I'm cold certianly but not so much that he can complain about it. That's the key. 

I still speak when spoken to, and pleasantly. I admire any little piece of crap he brings to me to admire. I agree with him when he asks me a question designed to elicit a positive answer. He says goodnight, I say goodnight.

Funny thing is, for a year now he's accused me of 'playing games'. If anything, I've only now begun to 'play games' as I'm forced into this corner and no longer have a choice. And only now does he think i'm finally "not" playing games. 

What an idiot.

Anyway, this thread will chronicle my passage from 'trying' to save us to 'just surviving'. 

Hopefully it will keep me sane


----------



## snix11 (Sep 25, 2008)

3am. I have bronchitis and am asleep. He wakes me up to ask me to get up at 6am and get the kids ready for school. He's been up watching TV all night. 

Sure. (selfish ba$tard) 

Most of my real dialog is in my head these days I've noticed. I didn't used to be like that. what you got was my real feelings, usually love and tenderness.

5am - I'm coughing my lungs practically out, running a fever, lungs filled up with fluid about 1/4 of the way - seems to have turned into pneumonia. He was supposed to the get heater in the house fixed last year. he never did it. 

He notes only 'you sound sick'
'yeah.' (brilliant Sherlock)

7am - Drove the kids to school. He's still snoring. 

8am - Go to court proceeding on my Ex. He's still snoring. Had to ask my 17 yr old teen to drive me (there is no parking downtown)
Nothing like being abandoned by the man who is supposed to be your husband. Ah. screw it


----------



## snix11 (Sep 25, 2008)

A year ago he told me that he no longer wanted a personal relationship with me. (whatever that means) 

He spent the year being barely nice to me (see above, but worse)
while I spent the year trying my best to make him happy. I was affectionate, loving, kind, trying etc. 

He got to enjoy all the perks of having someone love him without having to give anything of himself. 

Now I'm no longer giving like I used to. He seems to miss it. Shrug. His problem, not mine.


----------



## MarkTwain (Aug 1, 2008)

I wish you luck, you have my support.


----------



## jonnydee (Jan 14, 2009)

snix11,

You are on the right path. Go low. Hide. Plan in the shadows. Use your energy to stop focusing on what a **** he is and focus instead on why you continued to shower love and affection on someone who made it clear he didn't feel the same way. Focus on yourself. Get your affairs him order. Get legal advice on how you can fire him from your business. Figure out a way to move him out or move yourself out. You sound like an amazing person. You have the inner resources to dig yourself out of this. Don't be rash. Don't fight. His enjoyment of your calm but distant state will change--he'll get angry. Get a plan and work your plan to independence.

### Record set
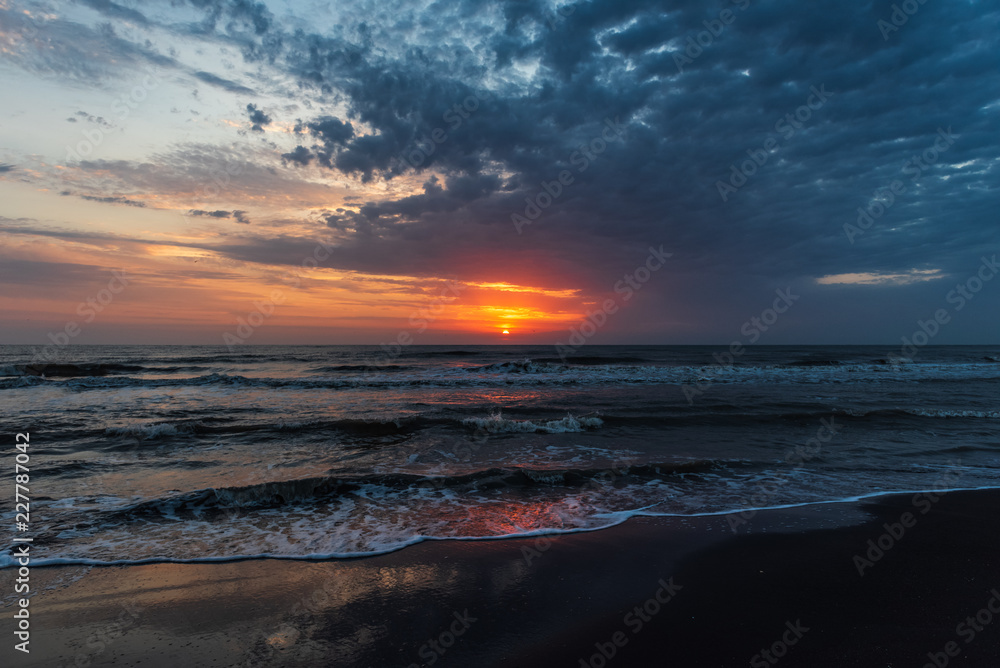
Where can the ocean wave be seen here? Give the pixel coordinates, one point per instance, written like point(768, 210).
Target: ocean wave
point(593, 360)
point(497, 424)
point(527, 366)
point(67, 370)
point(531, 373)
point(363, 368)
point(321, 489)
--
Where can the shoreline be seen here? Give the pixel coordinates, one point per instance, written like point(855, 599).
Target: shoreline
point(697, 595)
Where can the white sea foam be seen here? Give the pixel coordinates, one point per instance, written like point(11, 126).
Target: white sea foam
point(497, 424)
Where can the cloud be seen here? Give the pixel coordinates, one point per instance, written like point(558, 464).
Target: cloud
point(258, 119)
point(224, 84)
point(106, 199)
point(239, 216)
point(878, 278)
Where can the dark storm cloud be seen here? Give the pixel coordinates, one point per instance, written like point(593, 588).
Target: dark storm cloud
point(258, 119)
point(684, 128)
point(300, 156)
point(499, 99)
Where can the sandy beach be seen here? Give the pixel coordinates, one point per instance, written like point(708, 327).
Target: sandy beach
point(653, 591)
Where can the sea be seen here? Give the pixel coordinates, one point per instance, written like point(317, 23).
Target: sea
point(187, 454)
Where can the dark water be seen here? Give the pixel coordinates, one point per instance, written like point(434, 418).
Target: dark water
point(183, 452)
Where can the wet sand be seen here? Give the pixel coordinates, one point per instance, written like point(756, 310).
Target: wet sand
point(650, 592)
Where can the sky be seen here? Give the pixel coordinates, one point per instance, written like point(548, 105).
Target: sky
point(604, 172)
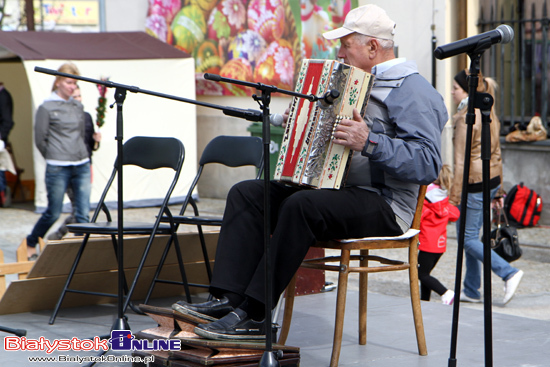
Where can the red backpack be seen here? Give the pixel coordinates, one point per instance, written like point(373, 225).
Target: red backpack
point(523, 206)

### Problems and tasks
1) In the marriage thread, what was the husband supposed to get fixed last year?
2) According to the marriage thread, why did the writer have her 17-year-old drive her to the court proceeding?
3) Resume the marriage thread from its final sentence.
The entries have no connection to the marriage thread.

### Responses
1) The heater in the house.

2) She had her teen drive her because there is no parking downtown, where the court proceeding was held.

3)
jd


----------



## voivod (Aug 7, 2008)

snix11 said:


> 3am. I have bronchitis and am asleep. He wakes me up to ask me to get up at 6am and get the kids ready for school. He's been up watching TV all night.
> 
> Sure. (selfish ba$tard)
> 
> ...


you do sound like you have real feelings...one notably: hate.


----------



## Amplexor (Feb 13, 2008)

Snix

This was so hard to read. You’ve moved into acceptance. Acceptance that he is not and likely will not be the man he was or you thought he was. Acceptance that the relationship has decayed beyond recognition. Acceptance that no matter your course of action it is in vain as you have no responding partner. While acceptance does ease the anxiety you’ve suffered for so long, your loss and solitude read loudly in your thread. You’ve let go. At times we must all hit bottom before we can start to climb. I hope you have reached that point and will now find other outlets to channel your efforts into. Your children, your business and yourself. I’m truly touched by this post and wish you all the best. You certainly deserve it.


----------



## snix11 (Sep 25, 2008)

Today's update: 

5pm. Spent all day in court. I found out last week that my Ex had 40x this year told my 8 yr old that if he didn't shoplift, he would spank him! Yeah, you heard that right. If he stole more than 10 times, he would reward him with Chucky Cheese. I was shocked! Could this be true?? 

Then I heard from my 17 year old that he had witnessed it. Then I heard from my 21 yr old that she had witnessed it too! I made a police report. The police told me it was theft by coercion, but wasn't a crime since the kid was under 10 years old. Shocked again.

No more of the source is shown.